EXERCISE DETAILS: An exact copy of the data is required, with no pictures in it.

GIVEN RECORDS:
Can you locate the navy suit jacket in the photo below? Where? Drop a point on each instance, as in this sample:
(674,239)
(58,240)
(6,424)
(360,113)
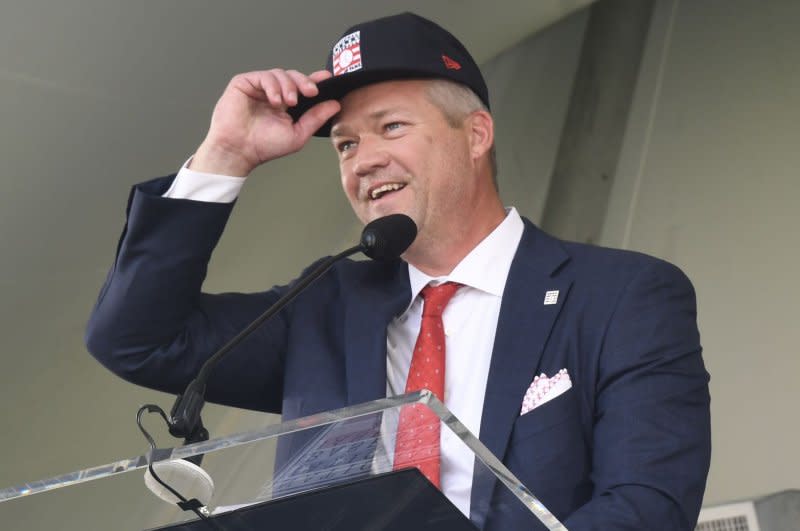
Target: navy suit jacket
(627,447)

ANSWER AREA:
Can you locate the navy suit jacket in the photo below? Where? Drop a point on each instance, as in this sample:
(674,239)
(58,240)
(6,424)
(360,113)
Target: navy suit jacket
(627,447)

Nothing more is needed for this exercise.